§ EXERCISE TASK
Show every line of the records that contains the string "visor", treating uppercase and lowercase letters as different.

§ DATASET RECORDS
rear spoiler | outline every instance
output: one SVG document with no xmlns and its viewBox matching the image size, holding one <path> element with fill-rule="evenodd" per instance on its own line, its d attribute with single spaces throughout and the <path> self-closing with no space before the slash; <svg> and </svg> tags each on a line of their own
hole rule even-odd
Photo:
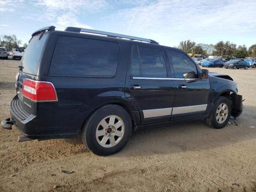
<svg viewBox="0 0 256 192">
<path fill-rule="evenodd" d="M 45 32 L 46 30 L 48 31 L 54 31 L 55 30 L 55 28 L 56 27 L 55 26 L 52 25 L 52 26 L 48 26 L 48 27 L 44 27 L 43 28 L 38 29 L 32 34 L 32 37 L 38 34 L 39 34 L 43 32 Z"/>
</svg>

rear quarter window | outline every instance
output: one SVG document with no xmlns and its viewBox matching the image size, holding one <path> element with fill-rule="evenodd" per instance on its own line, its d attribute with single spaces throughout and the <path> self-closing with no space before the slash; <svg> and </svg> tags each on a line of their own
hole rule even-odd
<svg viewBox="0 0 256 192">
<path fill-rule="evenodd" d="M 113 77 L 119 54 L 119 44 L 116 42 L 60 36 L 49 75 Z"/>
</svg>

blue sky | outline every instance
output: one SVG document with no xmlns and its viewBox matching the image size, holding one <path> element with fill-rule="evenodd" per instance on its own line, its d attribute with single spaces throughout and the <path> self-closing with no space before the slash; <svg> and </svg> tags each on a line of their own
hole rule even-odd
<svg viewBox="0 0 256 192">
<path fill-rule="evenodd" d="M 42 27 L 72 26 L 148 38 L 256 43 L 256 0 L 0 0 L 0 36 L 27 42 Z"/>
</svg>

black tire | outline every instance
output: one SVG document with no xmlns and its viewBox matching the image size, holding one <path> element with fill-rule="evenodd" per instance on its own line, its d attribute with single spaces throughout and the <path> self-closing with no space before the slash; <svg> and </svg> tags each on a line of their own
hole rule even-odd
<svg viewBox="0 0 256 192">
<path fill-rule="evenodd" d="M 221 104 L 225 104 L 228 106 L 228 114 L 226 120 L 222 123 L 219 123 L 216 119 L 216 112 L 218 107 Z M 224 127 L 227 124 L 231 113 L 231 104 L 230 100 L 226 97 L 220 96 L 218 97 L 214 104 L 212 112 L 209 117 L 204 119 L 206 124 L 209 127 L 215 129 L 221 129 Z"/>
<path fill-rule="evenodd" d="M 97 140 L 98 138 L 96 138 L 96 133 L 101 121 L 110 115 L 118 116 L 122 119 L 124 125 L 124 131 L 122 137 L 116 145 L 104 147 L 98 143 Z M 132 134 L 132 126 L 130 115 L 125 109 L 116 105 L 108 104 L 98 109 L 90 116 L 82 128 L 82 141 L 87 148 L 96 155 L 105 156 L 114 154 L 125 146 Z"/>
</svg>

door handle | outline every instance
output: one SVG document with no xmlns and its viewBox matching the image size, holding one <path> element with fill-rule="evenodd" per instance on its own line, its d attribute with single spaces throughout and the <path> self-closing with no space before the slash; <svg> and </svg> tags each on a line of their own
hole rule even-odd
<svg viewBox="0 0 256 192">
<path fill-rule="evenodd" d="M 186 85 L 179 85 L 180 89 L 185 89 L 187 88 L 187 86 Z"/>
<path fill-rule="evenodd" d="M 138 85 L 134 85 L 133 86 L 134 89 L 141 89 L 141 86 Z"/>
</svg>

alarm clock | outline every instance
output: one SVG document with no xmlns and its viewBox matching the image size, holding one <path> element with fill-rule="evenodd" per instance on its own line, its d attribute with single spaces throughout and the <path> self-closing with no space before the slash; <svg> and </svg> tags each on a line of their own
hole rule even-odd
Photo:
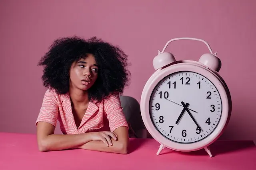
<svg viewBox="0 0 256 170">
<path fill-rule="evenodd" d="M 176 40 L 204 43 L 210 53 L 198 61 L 176 61 L 165 52 Z M 204 149 L 223 133 L 231 113 L 230 94 L 218 74 L 221 62 L 209 44 L 201 39 L 172 39 L 153 60 L 155 72 L 144 88 L 141 114 L 146 128 L 160 144 L 158 155 L 165 147 L 182 152 Z"/>
</svg>

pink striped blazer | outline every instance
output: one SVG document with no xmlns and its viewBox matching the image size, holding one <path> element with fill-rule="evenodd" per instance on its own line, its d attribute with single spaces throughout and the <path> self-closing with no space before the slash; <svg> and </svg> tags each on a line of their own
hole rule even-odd
<svg viewBox="0 0 256 170">
<path fill-rule="evenodd" d="M 52 88 L 45 92 L 36 125 L 39 121 L 56 127 L 57 120 L 64 134 L 88 132 L 113 131 L 121 126 L 128 127 L 118 93 L 110 95 L 100 102 L 91 101 L 81 123 L 77 128 L 72 113 L 69 94 L 59 94 Z"/>
</svg>

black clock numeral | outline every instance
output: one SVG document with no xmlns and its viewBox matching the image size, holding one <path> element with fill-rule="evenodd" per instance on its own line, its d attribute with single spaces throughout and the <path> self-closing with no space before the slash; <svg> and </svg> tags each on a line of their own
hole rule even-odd
<svg viewBox="0 0 256 170">
<path fill-rule="evenodd" d="M 212 98 L 211 98 L 210 96 L 212 95 L 212 92 L 207 92 L 207 93 L 206 93 L 207 94 L 210 94 L 209 95 L 208 95 L 208 96 L 206 98 L 206 99 L 211 99 Z"/>
<path fill-rule="evenodd" d="M 172 132 L 172 129 L 173 128 L 173 126 L 169 126 L 169 127 L 170 127 L 171 129 L 170 130 L 170 133 Z"/>
<path fill-rule="evenodd" d="M 159 123 L 164 123 L 164 116 L 159 116 Z"/>
<path fill-rule="evenodd" d="M 162 91 L 159 92 L 158 94 L 160 94 L 160 98 L 162 99 Z M 169 97 L 169 93 L 168 92 L 165 92 L 164 93 L 164 98 L 167 99 Z"/>
<path fill-rule="evenodd" d="M 160 109 L 160 104 L 159 104 L 159 103 L 156 103 L 156 110 L 159 110 L 159 109 Z"/>
<path fill-rule="evenodd" d="M 198 85 L 198 88 L 200 89 L 201 88 L 201 82 L 199 82 L 198 83 L 197 83 L 197 84 Z"/>
<path fill-rule="evenodd" d="M 198 132 L 197 131 L 199 131 Z M 202 131 L 202 130 L 201 130 L 201 127 L 196 127 L 196 133 L 198 134 L 200 134 L 201 133 L 201 131 Z"/>
<path fill-rule="evenodd" d="M 181 84 L 183 84 L 183 77 L 182 77 L 181 78 L 180 78 L 180 80 L 181 80 Z M 189 77 L 187 77 L 186 78 L 186 80 L 188 80 L 188 81 L 187 81 L 187 82 L 186 82 L 185 84 L 190 84 L 190 83 L 189 83 L 188 82 L 189 82 L 189 81 L 190 80 L 190 78 Z"/>
<path fill-rule="evenodd" d="M 169 85 L 169 88 L 171 88 L 171 82 L 169 82 L 167 83 Z M 174 85 L 174 88 L 176 88 L 176 82 L 172 83 L 172 84 Z"/>
<path fill-rule="evenodd" d="M 212 105 L 211 105 L 211 107 L 212 107 L 212 109 L 211 109 L 210 110 L 210 111 L 212 112 L 213 112 L 214 111 L 215 111 L 215 106 L 214 106 L 214 105 L 212 104 Z"/>
<path fill-rule="evenodd" d="M 207 119 L 207 120 L 206 120 L 205 123 L 208 123 L 208 125 L 210 125 L 210 124 L 211 124 L 211 122 L 210 122 L 210 117 L 208 117 L 208 119 Z"/>
<path fill-rule="evenodd" d="M 181 135 L 183 137 L 186 137 L 187 136 L 187 134 L 186 133 L 187 131 L 186 130 L 183 130 L 182 132 Z"/>
</svg>

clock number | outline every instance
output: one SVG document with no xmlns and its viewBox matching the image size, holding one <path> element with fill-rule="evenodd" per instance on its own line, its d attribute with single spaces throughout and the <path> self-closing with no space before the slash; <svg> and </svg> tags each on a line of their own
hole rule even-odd
<svg viewBox="0 0 256 170">
<path fill-rule="evenodd" d="M 170 130 L 170 133 L 172 132 L 172 129 L 173 128 L 173 126 L 169 126 L 169 127 L 171 128 L 171 129 Z"/>
<path fill-rule="evenodd" d="M 215 111 L 215 106 L 212 104 L 212 105 L 211 105 L 211 107 L 212 107 L 212 108 L 213 109 L 213 110 L 212 110 L 211 109 L 210 110 L 211 112 L 213 112 Z"/>
<path fill-rule="evenodd" d="M 155 106 L 156 107 L 156 110 L 159 110 L 159 109 L 160 109 L 160 104 L 159 103 L 156 103 Z"/>
<path fill-rule="evenodd" d="M 160 94 L 160 98 L 162 99 L 162 91 L 159 92 L 158 94 Z M 166 99 L 169 97 L 169 93 L 168 93 L 168 92 L 164 92 L 164 98 Z"/>
<path fill-rule="evenodd" d="M 186 80 L 188 80 L 188 81 L 187 82 L 186 82 L 185 84 L 190 84 L 188 82 L 189 82 L 189 81 L 190 80 L 190 78 L 189 77 L 187 77 L 186 78 Z M 181 80 L 181 84 L 183 84 L 183 77 L 182 77 L 180 80 Z"/>
<path fill-rule="evenodd" d="M 164 123 L 164 116 L 160 116 L 159 117 L 159 123 Z"/>
<path fill-rule="evenodd" d="M 196 133 L 198 134 L 199 134 L 201 133 L 201 130 L 201 130 L 201 127 L 196 127 Z M 199 131 L 199 132 L 198 132 L 197 131 Z"/>
<path fill-rule="evenodd" d="M 209 95 L 208 95 L 208 96 L 206 98 L 206 99 L 211 99 L 212 98 L 211 98 L 210 96 L 212 95 L 212 92 L 207 92 L 207 94 L 210 94 Z"/>
<path fill-rule="evenodd" d="M 186 137 L 187 136 L 187 134 L 186 133 L 186 131 L 187 131 L 186 130 L 183 130 L 182 131 L 182 135 L 183 137 Z"/>
<path fill-rule="evenodd" d="M 210 122 L 210 117 L 208 117 L 208 119 L 207 119 L 207 120 L 206 120 L 205 123 L 208 123 L 208 125 L 210 125 L 210 124 L 211 124 L 211 122 Z"/>
<path fill-rule="evenodd" d="M 169 88 L 171 88 L 171 82 L 168 82 L 167 84 L 169 84 Z M 176 88 L 176 82 L 173 82 L 172 84 L 174 85 L 174 88 Z"/>
<path fill-rule="evenodd" d="M 200 89 L 200 88 L 201 88 L 201 82 L 198 82 L 198 83 L 197 83 L 197 84 L 198 84 L 198 86 L 199 86 L 198 88 L 199 88 L 199 89 Z"/>
</svg>

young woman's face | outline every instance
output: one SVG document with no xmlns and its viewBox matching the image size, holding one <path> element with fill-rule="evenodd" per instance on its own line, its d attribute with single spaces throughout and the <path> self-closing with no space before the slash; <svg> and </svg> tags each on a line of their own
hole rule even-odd
<svg viewBox="0 0 256 170">
<path fill-rule="evenodd" d="M 94 57 L 88 54 L 86 58 L 74 62 L 70 71 L 70 86 L 82 90 L 89 89 L 98 77 L 98 68 Z"/>
</svg>

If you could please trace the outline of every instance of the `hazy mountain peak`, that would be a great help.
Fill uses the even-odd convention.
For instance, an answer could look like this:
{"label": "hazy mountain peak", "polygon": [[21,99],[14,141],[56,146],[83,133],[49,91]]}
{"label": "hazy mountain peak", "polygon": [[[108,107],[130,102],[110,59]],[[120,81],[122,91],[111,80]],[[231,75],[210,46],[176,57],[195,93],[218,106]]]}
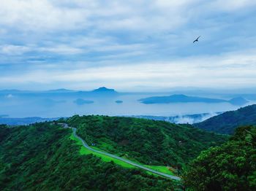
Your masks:
{"label": "hazy mountain peak", "polygon": [[99,93],[116,93],[116,91],[114,89],[109,89],[106,87],[101,87],[98,89],[96,89],[93,90],[93,92],[99,92]]}

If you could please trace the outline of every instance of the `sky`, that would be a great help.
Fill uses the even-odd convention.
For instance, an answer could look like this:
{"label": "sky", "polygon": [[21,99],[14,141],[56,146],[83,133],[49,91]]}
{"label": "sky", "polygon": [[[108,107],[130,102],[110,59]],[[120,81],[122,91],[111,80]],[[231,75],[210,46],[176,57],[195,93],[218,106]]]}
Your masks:
{"label": "sky", "polygon": [[256,85],[256,1],[0,4],[0,89],[143,91]]}

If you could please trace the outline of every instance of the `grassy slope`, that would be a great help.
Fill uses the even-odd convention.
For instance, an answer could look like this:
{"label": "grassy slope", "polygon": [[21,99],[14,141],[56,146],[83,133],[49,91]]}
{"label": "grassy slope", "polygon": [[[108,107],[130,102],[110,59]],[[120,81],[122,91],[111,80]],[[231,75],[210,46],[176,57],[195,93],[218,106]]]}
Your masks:
{"label": "grassy slope", "polygon": [[1,190],[173,190],[173,182],[80,155],[70,129],[0,125]]}
{"label": "grassy slope", "polygon": [[[97,156],[97,157],[100,157],[105,162],[111,162],[111,161],[113,161],[116,164],[119,165],[121,165],[121,166],[122,166],[124,168],[137,168],[137,167],[135,167],[134,165],[132,165],[130,164],[128,164],[127,163],[124,163],[124,162],[123,162],[121,160],[119,160],[118,159],[113,158],[113,157],[110,157],[109,156],[106,156],[105,155],[102,155],[100,153],[97,153],[97,152],[91,151],[89,149],[87,149],[86,147],[84,147],[83,146],[82,141],[80,140],[79,140],[78,138],[75,137],[73,133],[72,133],[72,135],[70,136],[70,139],[72,140],[75,141],[77,144],[80,145],[81,147],[80,147],[80,153],[81,155],[93,154],[95,156]],[[101,150],[101,149],[99,149],[99,148],[97,148],[96,147],[93,147],[94,149]],[[142,164],[140,164],[140,165],[142,165]],[[162,166],[162,165],[157,165],[157,166],[156,166],[156,165],[145,165],[145,166],[146,166],[148,168],[152,168],[154,170],[158,171],[159,172],[165,173],[165,174],[170,174],[170,175],[174,175],[174,174],[172,173],[166,166]],[[155,175],[154,174],[152,174],[151,172],[148,172],[147,171],[147,173],[148,173],[150,174]]]}
{"label": "grassy slope", "polygon": [[74,116],[67,120],[87,143],[149,165],[183,166],[227,136],[162,121],[130,117]]}

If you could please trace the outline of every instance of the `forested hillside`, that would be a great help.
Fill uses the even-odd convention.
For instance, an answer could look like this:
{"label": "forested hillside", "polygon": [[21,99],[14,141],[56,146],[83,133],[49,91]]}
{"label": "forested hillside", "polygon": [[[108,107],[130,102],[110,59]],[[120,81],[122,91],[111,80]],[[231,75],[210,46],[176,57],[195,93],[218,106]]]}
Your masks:
{"label": "forested hillside", "polygon": [[67,122],[87,143],[102,150],[143,164],[178,169],[227,139],[189,125],[131,117],[77,115]]}
{"label": "forested hillside", "polygon": [[72,130],[49,122],[0,126],[1,190],[173,190],[170,180],[81,155]]}
{"label": "forested hillside", "polygon": [[227,112],[194,124],[197,128],[218,133],[232,134],[241,125],[256,124],[256,104]]}
{"label": "forested hillside", "polygon": [[187,190],[256,190],[256,128],[238,128],[228,142],[203,152],[184,178]]}

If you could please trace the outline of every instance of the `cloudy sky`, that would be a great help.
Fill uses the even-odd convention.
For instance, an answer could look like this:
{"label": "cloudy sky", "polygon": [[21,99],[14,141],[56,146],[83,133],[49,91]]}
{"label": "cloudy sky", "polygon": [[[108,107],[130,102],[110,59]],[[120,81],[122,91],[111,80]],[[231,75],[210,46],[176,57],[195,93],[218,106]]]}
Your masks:
{"label": "cloudy sky", "polygon": [[256,1],[0,4],[0,89],[256,85]]}

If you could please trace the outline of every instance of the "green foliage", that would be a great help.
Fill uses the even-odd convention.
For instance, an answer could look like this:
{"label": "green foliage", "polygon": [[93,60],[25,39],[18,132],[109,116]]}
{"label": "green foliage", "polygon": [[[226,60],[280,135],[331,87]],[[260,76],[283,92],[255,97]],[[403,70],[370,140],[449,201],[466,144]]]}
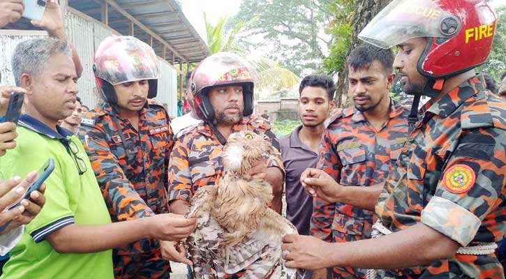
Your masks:
{"label": "green foliage", "polygon": [[269,54],[297,75],[303,70],[321,68],[329,38],[322,35],[331,17],[327,6],[334,0],[243,1],[234,20],[258,20],[245,31],[262,37],[274,49]]}
{"label": "green foliage", "polygon": [[243,47],[243,29],[254,24],[258,17],[253,17],[247,22],[239,20],[235,23],[228,17],[222,17],[216,25],[208,20],[205,13],[204,21],[207,31],[207,45],[211,53],[232,52],[245,57],[256,73],[255,89],[267,89],[270,92],[290,89],[299,82],[299,77],[287,68],[281,67],[278,62],[264,56],[250,57]]}
{"label": "green foliage", "polygon": [[279,137],[285,135],[288,135],[295,130],[299,126],[302,125],[300,120],[276,120],[272,123],[272,131]]}
{"label": "green foliage", "polygon": [[334,18],[325,29],[332,38],[330,54],[323,61],[323,70],[328,75],[342,72],[344,69],[353,33],[351,20],[355,6],[353,0],[334,0],[329,5],[329,10],[334,15]]}

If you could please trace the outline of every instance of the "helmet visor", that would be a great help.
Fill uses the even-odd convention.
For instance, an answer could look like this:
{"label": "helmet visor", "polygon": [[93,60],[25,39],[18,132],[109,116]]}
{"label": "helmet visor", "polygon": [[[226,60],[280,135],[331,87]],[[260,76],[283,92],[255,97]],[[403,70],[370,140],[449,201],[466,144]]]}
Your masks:
{"label": "helmet visor", "polygon": [[431,0],[394,0],[359,34],[361,40],[389,49],[414,38],[451,38],[461,28],[459,18]]}

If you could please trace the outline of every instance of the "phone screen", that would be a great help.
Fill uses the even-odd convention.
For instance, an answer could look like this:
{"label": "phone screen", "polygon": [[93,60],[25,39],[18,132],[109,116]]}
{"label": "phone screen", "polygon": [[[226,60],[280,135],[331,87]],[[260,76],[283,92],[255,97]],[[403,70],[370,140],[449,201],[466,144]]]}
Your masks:
{"label": "phone screen", "polygon": [[36,180],[35,182],[30,185],[30,187],[28,188],[28,190],[27,190],[27,192],[24,193],[24,195],[23,195],[23,197],[22,197],[20,200],[18,200],[14,205],[8,207],[9,210],[19,206],[20,202],[23,199],[29,199],[30,198],[30,194],[40,188],[42,183],[44,183],[44,181],[45,181],[45,179],[50,176],[50,174],[51,174],[54,169],[54,161],[53,160],[53,159],[47,160],[44,165],[43,165],[42,167],[38,169],[37,180]]}
{"label": "phone screen", "polygon": [[45,1],[44,0],[23,0],[24,11],[22,17],[40,21],[45,10]]}
{"label": "phone screen", "polygon": [[[44,183],[45,179],[49,177],[50,174],[52,172],[53,169],[54,169],[54,161],[53,159],[50,158],[46,161],[46,163],[39,169],[38,170],[38,177],[37,177],[37,180],[36,180],[35,182],[34,182],[28,188],[28,190],[27,190],[27,192],[23,195],[23,197],[21,197],[17,202],[16,202],[14,204],[9,206],[8,210],[11,210],[15,207],[19,206],[20,203],[21,201],[24,199],[29,199],[30,198],[30,194],[31,194],[32,192],[34,192],[36,190],[38,190],[39,188],[40,188],[40,186],[42,183]],[[0,232],[2,232],[3,230],[6,229],[7,226],[10,224],[11,221],[8,221],[3,224],[3,225],[0,226]]]}
{"label": "phone screen", "polygon": [[7,105],[7,112],[3,120],[5,122],[12,122],[17,124],[17,121],[21,115],[21,108],[23,107],[24,94],[20,92],[13,92],[9,97],[9,103]]}

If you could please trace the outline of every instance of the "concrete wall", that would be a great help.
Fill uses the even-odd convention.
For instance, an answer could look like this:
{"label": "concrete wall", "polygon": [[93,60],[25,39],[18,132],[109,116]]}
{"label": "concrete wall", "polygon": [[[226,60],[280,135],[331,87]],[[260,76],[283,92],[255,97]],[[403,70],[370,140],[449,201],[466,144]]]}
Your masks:
{"label": "concrete wall", "polygon": [[[298,119],[299,99],[296,98],[282,98],[278,100],[259,100],[255,106],[255,113],[260,115],[267,110],[269,120],[275,122],[276,119],[283,114],[284,118]],[[292,112],[292,113],[290,113]],[[290,116],[288,116],[288,114]]]}
{"label": "concrete wall", "polygon": [[[110,27],[71,8],[67,8],[65,26],[68,40],[75,46],[83,66],[82,75],[77,82],[78,96],[86,105],[91,108],[100,103],[92,70],[94,53],[104,38],[117,33]],[[14,84],[10,70],[10,58],[16,45],[22,41],[45,36],[45,31],[0,30],[0,73],[2,76],[0,84]],[[176,116],[177,72],[160,58],[158,67],[161,77],[158,80],[156,100],[167,104],[169,115]]]}

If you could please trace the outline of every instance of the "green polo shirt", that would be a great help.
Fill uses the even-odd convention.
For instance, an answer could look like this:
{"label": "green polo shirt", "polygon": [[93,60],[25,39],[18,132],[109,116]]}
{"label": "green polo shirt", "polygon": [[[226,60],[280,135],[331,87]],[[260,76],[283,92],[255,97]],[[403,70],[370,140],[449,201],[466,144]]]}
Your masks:
{"label": "green polo shirt", "polygon": [[[45,204],[26,225],[21,241],[10,251],[1,278],[113,278],[111,250],[61,254],[45,239],[73,223],[111,223],[81,142],[65,129],[57,133],[26,115],[20,118],[17,132],[15,149],[0,158],[0,179],[24,177],[50,158],[54,160],[54,170],[45,181]],[[75,153],[82,162],[77,163]],[[81,175],[80,168],[85,170]]]}

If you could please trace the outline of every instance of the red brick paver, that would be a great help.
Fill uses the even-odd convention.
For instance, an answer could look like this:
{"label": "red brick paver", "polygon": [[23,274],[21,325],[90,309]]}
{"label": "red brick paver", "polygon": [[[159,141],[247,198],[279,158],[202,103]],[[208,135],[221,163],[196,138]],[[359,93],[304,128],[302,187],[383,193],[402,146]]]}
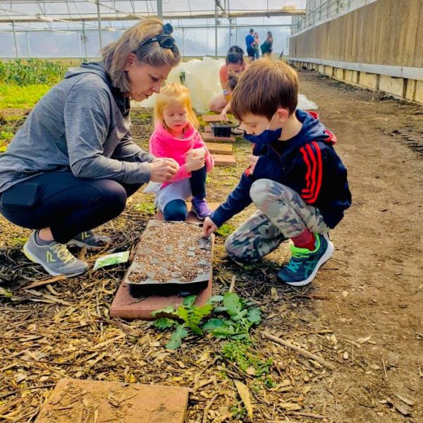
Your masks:
{"label": "red brick paver", "polygon": [[177,386],[61,379],[36,423],[183,423],[188,389]]}

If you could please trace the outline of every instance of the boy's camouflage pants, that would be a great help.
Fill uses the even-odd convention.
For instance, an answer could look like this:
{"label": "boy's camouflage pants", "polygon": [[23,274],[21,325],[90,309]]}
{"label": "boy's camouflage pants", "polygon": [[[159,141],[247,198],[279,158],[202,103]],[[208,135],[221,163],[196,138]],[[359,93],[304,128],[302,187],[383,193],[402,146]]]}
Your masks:
{"label": "boy's camouflage pants", "polygon": [[250,195],[258,212],[228,237],[225,248],[233,258],[257,260],[305,228],[326,233],[329,228],[320,211],[307,204],[293,190],[270,179],[256,180]]}

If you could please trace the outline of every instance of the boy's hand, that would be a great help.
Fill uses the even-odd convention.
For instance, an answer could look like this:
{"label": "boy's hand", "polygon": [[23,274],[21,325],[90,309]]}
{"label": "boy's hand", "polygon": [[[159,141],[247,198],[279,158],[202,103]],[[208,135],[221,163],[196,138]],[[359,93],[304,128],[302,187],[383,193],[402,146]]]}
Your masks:
{"label": "boy's hand", "polygon": [[179,168],[176,160],[168,158],[154,159],[149,166],[152,182],[169,182]]}
{"label": "boy's hand", "polygon": [[197,171],[204,167],[205,164],[204,156],[196,156],[191,154],[190,157],[185,161],[185,166],[188,172]]}
{"label": "boy's hand", "polygon": [[255,165],[257,164],[259,156],[248,156],[247,159],[250,161],[250,166],[251,166],[251,173],[254,172],[254,169],[255,168]]}
{"label": "boy's hand", "polygon": [[203,223],[203,235],[209,236],[216,231],[217,231],[217,226],[209,216],[206,217]]}
{"label": "boy's hand", "polygon": [[205,157],[207,152],[204,147],[201,147],[200,148],[193,148],[187,153],[185,156],[185,162],[188,161],[191,157]]}

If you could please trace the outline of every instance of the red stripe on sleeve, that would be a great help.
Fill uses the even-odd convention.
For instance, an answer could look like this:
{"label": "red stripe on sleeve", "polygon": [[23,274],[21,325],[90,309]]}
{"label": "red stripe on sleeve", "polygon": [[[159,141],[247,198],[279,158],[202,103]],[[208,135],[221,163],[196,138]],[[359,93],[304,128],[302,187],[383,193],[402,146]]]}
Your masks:
{"label": "red stripe on sleeve", "polygon": [[309,190],[310,190],[310,173],[312,172],[312,166],[310,165],[310,161],[308,159],[308,157],[307,157],[307,152],[303,147],[300,149],[300,151],[301,152],[301,154],[302,154],[302,158],[304,159],[304,162],[305,163],[305,165],[307,166],[307,173],[305,174],[305,188],[303,188],[303,190],[301,191],[301,194],[308,194],[309,192]]}
{"label": "red stripe on sleeve", "polygon": [[321,152],[320,151],[320,147],[319,145],[315,141],[313,141],[312,143],[314,148],[316,149],[316,159],[317,162],[317,184],[314,189],[314,195],[313,198],[310,200],[310,202],[314,203],[317,200],[317,197],[319,196],[319,193],[320,192],[320,188],[321,188],[321,176],[323,173],[323,163],[321,162]]}

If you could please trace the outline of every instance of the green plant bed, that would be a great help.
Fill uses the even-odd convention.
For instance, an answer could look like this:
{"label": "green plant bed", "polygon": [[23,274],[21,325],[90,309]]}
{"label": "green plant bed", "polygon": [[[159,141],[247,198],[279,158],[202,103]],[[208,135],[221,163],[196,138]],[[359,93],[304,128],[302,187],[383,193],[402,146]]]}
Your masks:
{"label": "green plant bed", "polygon": [[49,91],[51,85],[37,84],[35,85],[0,85],[0,109],[30,109]]}

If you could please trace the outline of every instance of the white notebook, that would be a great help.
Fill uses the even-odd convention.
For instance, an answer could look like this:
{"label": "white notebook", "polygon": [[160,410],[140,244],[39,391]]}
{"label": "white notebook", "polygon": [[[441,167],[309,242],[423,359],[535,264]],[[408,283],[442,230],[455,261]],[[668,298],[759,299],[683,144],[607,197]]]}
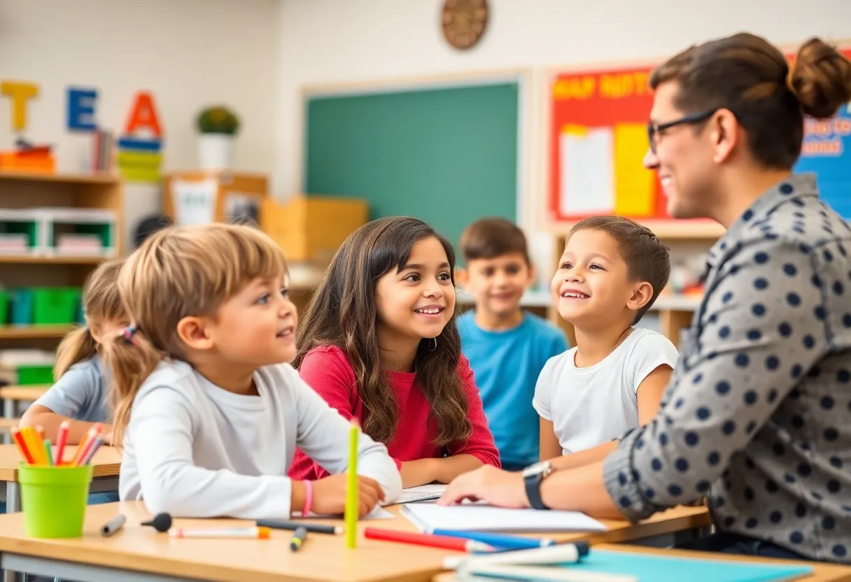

§ RESULT OF THIS TASK
If you could please trace the outline of every instance of the "helmet visor", that would be a great help.
{"label": "helmet visor", "polygon": [[93,60],[25,39],[18,132],[109,116]]}
{"label": "helmet visor", "polygon": [[[226,60],[280,135],[331,87]],[[260,76],[283,92],[255,97]],[[403,70],[370,140],[449,201],[466,144]]]}
{"label": "helmet visor", "polygon": [[431,0],[394,0],[359,34],[361,40],[389,49],[414,38],[451,38],[461,28],[459,18]]}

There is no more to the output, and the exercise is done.